# Task data start

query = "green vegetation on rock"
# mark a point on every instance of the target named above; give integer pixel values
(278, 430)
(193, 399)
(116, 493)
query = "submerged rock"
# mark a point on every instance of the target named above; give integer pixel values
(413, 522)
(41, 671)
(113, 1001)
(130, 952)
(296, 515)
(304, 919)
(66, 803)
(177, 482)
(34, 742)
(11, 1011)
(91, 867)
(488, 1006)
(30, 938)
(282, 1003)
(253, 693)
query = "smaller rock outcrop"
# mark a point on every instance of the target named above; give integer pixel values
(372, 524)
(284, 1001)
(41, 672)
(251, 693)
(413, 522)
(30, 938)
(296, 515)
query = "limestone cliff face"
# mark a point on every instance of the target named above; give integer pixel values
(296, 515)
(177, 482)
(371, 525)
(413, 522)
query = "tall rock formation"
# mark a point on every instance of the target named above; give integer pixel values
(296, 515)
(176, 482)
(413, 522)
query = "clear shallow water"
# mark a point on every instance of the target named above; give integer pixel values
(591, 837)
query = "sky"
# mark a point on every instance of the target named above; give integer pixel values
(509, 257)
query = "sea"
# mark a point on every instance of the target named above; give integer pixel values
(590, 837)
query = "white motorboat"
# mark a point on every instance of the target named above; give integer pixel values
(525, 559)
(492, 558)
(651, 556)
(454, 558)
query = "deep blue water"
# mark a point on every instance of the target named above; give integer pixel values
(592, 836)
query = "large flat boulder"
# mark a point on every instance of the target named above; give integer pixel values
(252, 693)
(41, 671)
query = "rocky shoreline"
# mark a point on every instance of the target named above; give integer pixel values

# Task data end

» Job
How many lines in the data above contain the string "query"? Reply with the number alone.

» Response for this exercise
12